## What you will do
Please copy out the material below word for word, keeping every line in its original order.

--- START Exercise materials ---

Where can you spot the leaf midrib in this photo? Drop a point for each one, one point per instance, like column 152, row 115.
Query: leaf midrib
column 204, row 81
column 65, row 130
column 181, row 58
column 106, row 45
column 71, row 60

--- END Exercise materials ---

## Complete answer
Where can you spot the leaf midrib in this photo? Drop a point for each one, one point per instance, like column 152, row 115.
Query: leaf midrib
column 204, row 81
column 65, row 130
column 181, row 58
column 106, row 45
column 71, row 60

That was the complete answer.